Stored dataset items
** begin **
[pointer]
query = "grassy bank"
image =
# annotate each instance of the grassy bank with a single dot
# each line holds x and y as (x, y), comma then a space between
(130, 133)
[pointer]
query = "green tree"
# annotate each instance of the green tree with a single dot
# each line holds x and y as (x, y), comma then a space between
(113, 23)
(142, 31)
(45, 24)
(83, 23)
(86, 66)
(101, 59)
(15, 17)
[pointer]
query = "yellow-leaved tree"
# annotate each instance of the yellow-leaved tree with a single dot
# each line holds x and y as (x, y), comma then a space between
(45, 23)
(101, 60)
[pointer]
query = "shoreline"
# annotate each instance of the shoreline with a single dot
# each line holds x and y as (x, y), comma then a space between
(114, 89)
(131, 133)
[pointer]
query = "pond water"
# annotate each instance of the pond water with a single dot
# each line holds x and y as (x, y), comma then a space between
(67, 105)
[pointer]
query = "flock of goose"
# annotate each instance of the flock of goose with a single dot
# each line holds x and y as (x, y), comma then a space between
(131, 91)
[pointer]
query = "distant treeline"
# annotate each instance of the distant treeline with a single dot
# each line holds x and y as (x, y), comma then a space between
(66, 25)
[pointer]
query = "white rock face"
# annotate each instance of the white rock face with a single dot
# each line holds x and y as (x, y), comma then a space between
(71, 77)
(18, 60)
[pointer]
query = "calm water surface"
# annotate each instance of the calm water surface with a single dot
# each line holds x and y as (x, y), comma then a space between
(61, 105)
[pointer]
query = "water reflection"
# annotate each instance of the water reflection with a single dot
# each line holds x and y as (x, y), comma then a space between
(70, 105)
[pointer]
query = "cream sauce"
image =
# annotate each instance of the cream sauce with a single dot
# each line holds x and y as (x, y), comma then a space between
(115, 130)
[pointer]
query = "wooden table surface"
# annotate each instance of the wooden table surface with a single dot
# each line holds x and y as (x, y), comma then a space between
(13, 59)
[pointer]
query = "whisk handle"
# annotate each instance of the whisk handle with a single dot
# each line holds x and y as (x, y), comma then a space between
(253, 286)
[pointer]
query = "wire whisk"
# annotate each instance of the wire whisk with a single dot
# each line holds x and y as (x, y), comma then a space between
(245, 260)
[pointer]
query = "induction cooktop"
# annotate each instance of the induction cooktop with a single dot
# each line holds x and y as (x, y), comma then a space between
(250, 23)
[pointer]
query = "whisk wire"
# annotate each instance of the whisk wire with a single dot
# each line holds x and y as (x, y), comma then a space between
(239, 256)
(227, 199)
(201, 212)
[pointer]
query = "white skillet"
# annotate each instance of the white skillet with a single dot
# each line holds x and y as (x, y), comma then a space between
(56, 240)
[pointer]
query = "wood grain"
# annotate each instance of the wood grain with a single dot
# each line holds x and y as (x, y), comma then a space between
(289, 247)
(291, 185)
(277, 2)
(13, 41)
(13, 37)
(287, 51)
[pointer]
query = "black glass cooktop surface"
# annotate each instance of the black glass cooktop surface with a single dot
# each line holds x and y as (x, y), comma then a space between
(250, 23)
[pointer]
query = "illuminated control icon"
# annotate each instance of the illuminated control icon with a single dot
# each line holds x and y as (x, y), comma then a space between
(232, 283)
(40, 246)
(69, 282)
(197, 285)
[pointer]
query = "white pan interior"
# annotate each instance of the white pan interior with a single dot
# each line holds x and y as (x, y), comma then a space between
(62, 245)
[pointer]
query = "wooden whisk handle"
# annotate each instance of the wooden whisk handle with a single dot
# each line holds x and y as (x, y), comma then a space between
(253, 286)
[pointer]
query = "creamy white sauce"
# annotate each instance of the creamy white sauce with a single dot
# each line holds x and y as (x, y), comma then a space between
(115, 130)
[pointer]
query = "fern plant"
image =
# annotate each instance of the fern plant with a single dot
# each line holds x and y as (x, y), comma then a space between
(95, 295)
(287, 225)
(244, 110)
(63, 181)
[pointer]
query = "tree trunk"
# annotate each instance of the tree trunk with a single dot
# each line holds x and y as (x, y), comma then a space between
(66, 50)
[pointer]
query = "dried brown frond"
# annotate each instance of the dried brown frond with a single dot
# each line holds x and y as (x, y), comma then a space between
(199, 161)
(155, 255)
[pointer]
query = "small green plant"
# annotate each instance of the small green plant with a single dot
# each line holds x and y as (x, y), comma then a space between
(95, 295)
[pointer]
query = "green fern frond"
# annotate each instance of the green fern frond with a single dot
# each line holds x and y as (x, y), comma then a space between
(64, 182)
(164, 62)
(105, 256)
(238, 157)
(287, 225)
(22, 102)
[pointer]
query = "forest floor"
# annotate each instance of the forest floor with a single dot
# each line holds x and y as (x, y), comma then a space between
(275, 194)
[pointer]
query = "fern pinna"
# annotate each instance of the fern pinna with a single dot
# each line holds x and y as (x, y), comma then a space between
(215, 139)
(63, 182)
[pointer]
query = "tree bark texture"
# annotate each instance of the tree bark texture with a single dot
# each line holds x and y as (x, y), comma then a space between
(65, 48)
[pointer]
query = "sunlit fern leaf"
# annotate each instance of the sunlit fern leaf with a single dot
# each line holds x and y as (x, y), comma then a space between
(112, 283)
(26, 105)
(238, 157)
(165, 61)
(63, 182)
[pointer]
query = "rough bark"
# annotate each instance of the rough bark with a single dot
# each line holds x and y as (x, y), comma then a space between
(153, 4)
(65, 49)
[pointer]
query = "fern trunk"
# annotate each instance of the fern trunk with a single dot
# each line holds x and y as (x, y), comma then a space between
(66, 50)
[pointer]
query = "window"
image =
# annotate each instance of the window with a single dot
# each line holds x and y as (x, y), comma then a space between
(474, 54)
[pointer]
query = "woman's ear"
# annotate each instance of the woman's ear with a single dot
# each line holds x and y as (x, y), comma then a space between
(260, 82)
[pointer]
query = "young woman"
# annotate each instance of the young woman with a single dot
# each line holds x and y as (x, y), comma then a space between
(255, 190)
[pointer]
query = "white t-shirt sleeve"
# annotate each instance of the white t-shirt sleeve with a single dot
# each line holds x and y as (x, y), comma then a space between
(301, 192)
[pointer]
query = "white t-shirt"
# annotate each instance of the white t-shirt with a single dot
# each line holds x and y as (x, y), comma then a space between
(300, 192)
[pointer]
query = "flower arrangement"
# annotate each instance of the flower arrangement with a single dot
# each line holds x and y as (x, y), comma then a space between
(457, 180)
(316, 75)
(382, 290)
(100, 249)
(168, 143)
** end **
> WHAT IS EXPECTED
Pull out each line in the rows above that contains the string "window", treating uppercase and lowercase as distinct.

> EXERCISE RESULT
query = "window"
# annotate each instance of the window with a single dot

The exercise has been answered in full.